When you repeat the listing, keep every character as it is.

::::::::

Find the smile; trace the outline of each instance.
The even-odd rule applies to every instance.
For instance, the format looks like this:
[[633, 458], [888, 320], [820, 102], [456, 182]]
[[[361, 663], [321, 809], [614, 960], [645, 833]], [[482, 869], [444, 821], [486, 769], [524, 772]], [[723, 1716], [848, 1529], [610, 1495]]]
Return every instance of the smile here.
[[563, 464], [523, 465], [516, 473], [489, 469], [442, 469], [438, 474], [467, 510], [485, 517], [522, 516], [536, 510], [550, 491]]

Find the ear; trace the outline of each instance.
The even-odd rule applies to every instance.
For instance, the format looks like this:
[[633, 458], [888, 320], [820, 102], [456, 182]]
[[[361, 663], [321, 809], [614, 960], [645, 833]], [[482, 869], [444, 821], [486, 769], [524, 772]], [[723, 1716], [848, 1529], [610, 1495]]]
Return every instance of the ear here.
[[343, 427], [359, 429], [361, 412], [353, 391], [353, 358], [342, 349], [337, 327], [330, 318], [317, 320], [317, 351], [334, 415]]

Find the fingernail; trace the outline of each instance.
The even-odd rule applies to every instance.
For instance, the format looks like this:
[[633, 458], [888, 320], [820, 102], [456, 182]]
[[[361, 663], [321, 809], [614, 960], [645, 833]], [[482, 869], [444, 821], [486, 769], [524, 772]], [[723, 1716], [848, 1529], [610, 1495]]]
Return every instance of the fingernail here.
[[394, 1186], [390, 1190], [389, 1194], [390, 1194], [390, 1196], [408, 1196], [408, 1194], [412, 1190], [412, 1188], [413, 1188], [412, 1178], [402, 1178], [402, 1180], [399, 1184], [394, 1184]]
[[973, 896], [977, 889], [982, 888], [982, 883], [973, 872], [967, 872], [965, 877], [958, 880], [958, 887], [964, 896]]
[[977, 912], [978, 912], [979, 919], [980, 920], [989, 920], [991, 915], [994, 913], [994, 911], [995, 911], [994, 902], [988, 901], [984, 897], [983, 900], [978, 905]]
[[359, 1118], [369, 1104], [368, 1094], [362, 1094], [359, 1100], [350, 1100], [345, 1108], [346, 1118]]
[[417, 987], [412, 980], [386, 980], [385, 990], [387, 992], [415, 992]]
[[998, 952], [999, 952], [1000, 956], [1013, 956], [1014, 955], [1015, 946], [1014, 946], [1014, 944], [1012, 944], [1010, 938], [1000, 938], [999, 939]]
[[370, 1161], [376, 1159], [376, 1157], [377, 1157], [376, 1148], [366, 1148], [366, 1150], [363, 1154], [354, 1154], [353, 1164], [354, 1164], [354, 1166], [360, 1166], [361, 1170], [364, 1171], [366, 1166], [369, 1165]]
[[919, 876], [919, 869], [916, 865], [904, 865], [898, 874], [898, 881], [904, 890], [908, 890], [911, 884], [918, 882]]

::::::::

> **Solved problem**
Find the smile; trace the outline of each instance.
The even-odd rule applies to every instance.
For instance, the format looks like this:
[[633, 458], [888, 320], [820, 102], [456, 182]]
[[[361, 663], [321, 809], [614, 960], [645, 833]], [[482, 869], [444, 821], [486, 769], [524, 772]], [[723, 1716], [848, 1529], [610, 1495]]]
Return every instance of the smile here.
[[563, 464], [523, 465], [516, 473], [489, 469], [442, 469], [438, 474], [467, 510], [485, 517], [522, 516], [536, 510], [550, 491]]

Find the ear; trace the outline of each instance.
The even-odd rule applies to every instance.
For instance, the format looks like this:
[[633, 458], [888, 320], [820, 102], [456, 182]]
[[[361, 663], [321, 809], [614, 960], [645, 833]], [[482, 869], [444, 821], [486, 769], [524, 772]], [[723, 1716], [848, 1529], [610, 1495]]]
Return every instance of the ear here.
[[343, 427], [359, 429], [361, 412], [353, 391], [353, 358], [342, 349], [337, 327], [330, 318], [317, 320], [317, 351], [334, 415]]

Find the fingernail; trace the outline of each instance.
The even-odd rule applies to every instance.
For instance, the format looks like this:
[[633, 458], [888, 320], [820, 102], [456, 182]]
[[[361, 663], [321, 809], [614, 960], [645, 833]], [[482, 869], [444, 821], [486, 769], [524, 772]], [[723, 1716], [848, 1529], [610, 1495]]]
Return every instance of the fingernail here.
[[394, 1186], [390, 1190], [389, 1194], [390, 1194], [390, 1196], [408, 1196], [408, 1194], [412, 1190], [412, 1188], [413, 1188], [412, 1178], [402, 1178], [402, 1180], [399, 1184], [394, 1184]]
[[973, 896], [977, 889], [982, 888], [982, 883], [973, 872], [967, 872], [965, 877], [958, 880], [958, 887], [964, 896]]
[[977, 912], [978, 912], [979, 919], [980, 920], [989, 920], [991, 915], [994, 913], [994, 911], [995, 911], [994, 902], [988, 901], [984, 897], [983, 900], [978, 905]]
[[359, 1118], [369, 1104], [368, 1094], [362, 1094], [359, 1100], [350, 1100], [345, 1108], [346, 1118]]
[[417, 987], [412, 980], [386, 980], [385, 990], [387, 992], [415, 992]]
[[998, 952], [999, 952], [1000, 956], [1013, 956], [1014, 955], [1015, 946], [1014, 946], [1014, 944], [1012, 944], [1010, 938], [1000, 938], [999, 939]]
[[370, 1161], [376, 1159], [376, 1157], [377, 1157], [376, 1148], [366, 1148], [366, 1150], [363, 1154], [354, 1154], [353, 1164], [354, 1164], [354, 1166], [360, 1166], [361, 1170], [364, 1171], [366, 1166], [369, 1165]]
[[919, 876], [919, 869], [916, 865], [904, 865], [898, 874], [898, 881], [904, 890], [908, 890], [911, 884], [918, 882]]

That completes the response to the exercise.